Task statement -> Copy out everything in the items from the line containing "of the wrapped" down to the line containing "328), (689, 324)]", both included.

Items from a data source
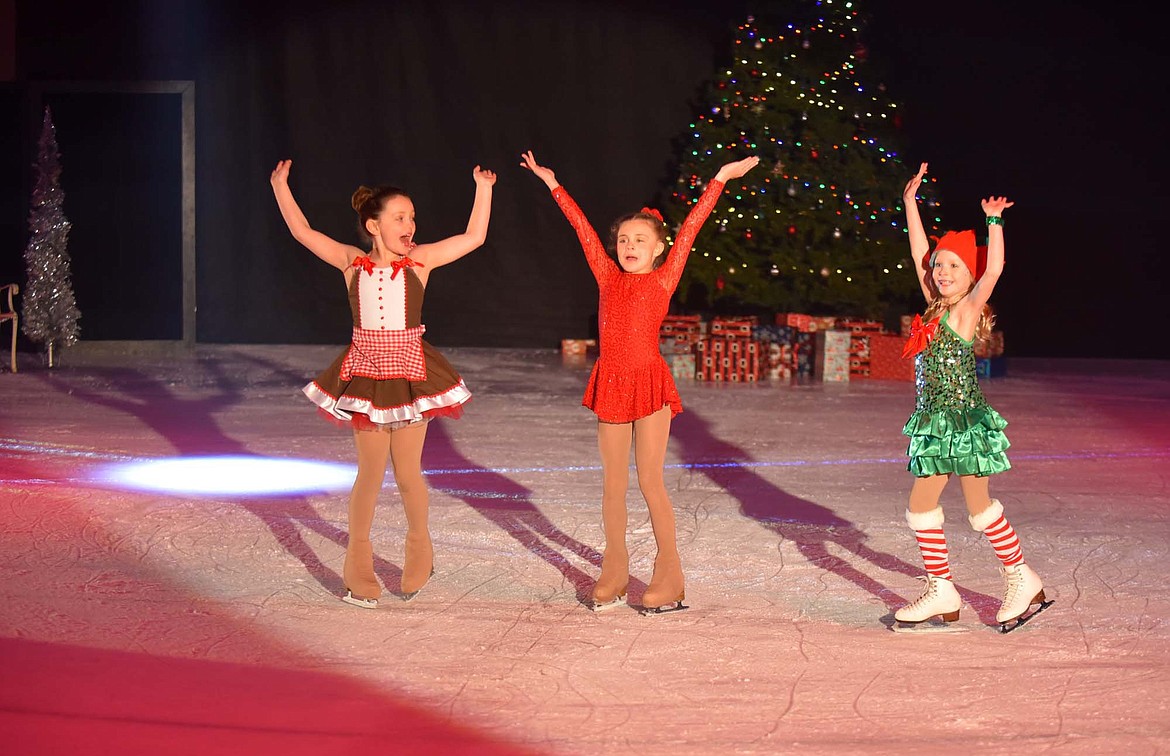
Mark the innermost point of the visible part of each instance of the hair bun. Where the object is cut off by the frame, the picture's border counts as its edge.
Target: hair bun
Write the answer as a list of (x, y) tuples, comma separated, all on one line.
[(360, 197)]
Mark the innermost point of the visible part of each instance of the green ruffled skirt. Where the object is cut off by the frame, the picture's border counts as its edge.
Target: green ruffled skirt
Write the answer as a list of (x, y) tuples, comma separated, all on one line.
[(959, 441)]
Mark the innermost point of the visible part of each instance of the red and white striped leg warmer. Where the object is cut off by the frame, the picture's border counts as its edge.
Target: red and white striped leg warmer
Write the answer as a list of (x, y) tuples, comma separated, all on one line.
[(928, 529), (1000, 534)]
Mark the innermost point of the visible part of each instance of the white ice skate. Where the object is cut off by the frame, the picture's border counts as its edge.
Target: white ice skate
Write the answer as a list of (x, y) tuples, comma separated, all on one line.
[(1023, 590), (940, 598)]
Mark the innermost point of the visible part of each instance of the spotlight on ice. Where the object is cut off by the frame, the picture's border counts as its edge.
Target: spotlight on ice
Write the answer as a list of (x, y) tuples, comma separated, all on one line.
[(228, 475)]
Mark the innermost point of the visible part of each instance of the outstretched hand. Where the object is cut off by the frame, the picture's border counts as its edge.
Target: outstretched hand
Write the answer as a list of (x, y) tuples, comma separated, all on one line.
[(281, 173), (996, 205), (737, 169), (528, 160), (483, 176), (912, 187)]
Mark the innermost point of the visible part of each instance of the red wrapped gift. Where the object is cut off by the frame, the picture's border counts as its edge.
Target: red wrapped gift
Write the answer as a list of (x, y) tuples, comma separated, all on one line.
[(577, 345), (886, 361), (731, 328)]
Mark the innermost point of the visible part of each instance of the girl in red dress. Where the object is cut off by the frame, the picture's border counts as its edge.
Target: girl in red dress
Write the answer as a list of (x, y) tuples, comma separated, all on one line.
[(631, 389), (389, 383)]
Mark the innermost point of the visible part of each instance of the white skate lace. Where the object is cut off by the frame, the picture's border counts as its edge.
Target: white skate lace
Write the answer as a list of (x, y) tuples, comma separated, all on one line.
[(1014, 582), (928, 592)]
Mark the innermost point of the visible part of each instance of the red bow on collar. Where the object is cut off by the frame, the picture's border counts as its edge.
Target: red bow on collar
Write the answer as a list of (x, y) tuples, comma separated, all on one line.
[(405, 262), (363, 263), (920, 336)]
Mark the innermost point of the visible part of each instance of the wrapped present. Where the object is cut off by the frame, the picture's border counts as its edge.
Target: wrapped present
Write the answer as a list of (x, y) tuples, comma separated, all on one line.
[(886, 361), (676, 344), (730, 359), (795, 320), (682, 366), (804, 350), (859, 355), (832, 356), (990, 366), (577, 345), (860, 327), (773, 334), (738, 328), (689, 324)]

---

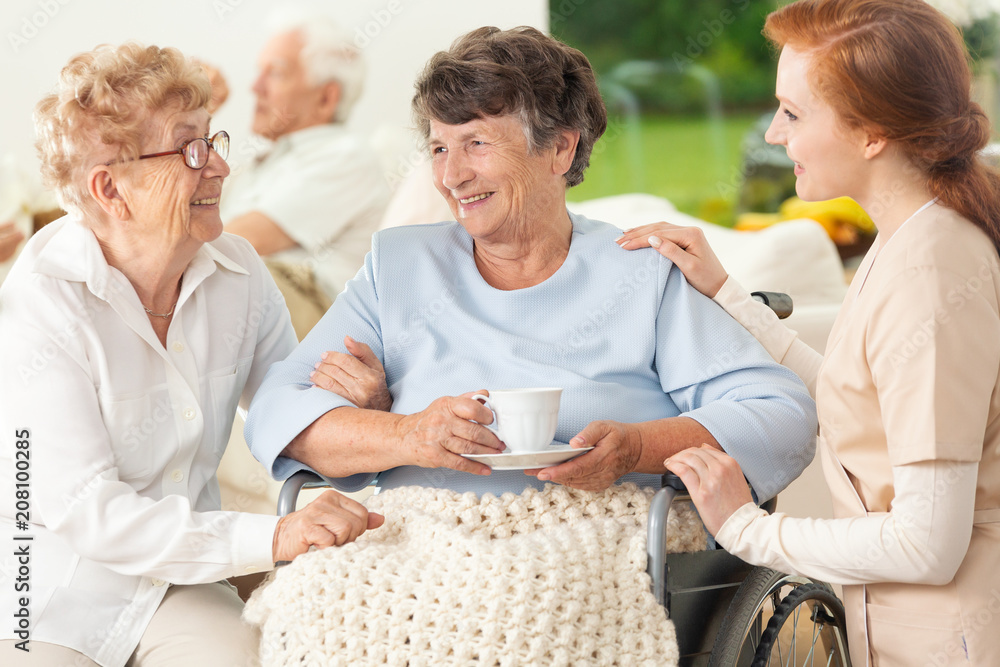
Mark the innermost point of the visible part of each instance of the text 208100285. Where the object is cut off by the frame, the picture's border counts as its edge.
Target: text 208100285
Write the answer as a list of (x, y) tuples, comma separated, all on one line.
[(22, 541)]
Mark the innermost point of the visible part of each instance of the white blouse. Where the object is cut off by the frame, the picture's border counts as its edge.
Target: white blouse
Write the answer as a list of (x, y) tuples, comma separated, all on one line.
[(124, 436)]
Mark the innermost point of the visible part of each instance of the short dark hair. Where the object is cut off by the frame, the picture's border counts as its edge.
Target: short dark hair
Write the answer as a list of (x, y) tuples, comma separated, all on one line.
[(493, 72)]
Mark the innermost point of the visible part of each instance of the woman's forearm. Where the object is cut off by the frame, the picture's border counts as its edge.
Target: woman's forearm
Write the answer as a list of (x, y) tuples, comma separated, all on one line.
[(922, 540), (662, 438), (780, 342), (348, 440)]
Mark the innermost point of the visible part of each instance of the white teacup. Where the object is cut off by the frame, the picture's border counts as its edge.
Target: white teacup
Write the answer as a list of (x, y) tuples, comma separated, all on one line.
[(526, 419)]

The answer ->
Mark the innermost point of the visible part of each instance of the wrapped present. Where the object is cut off by the frame, the picture's border counts as its edge.
Target: wrapped present
Write the answer as a list of (x, y) tuples, comma separated, all on one line.
[(886, 361), (676, 344), (730, 359), (795, 320), (682, 366), (804, 350), (859, 355), (832, 356), (990, 366), (577, 345), (860, 327), (773, 334), (738, 328), (689, 324)]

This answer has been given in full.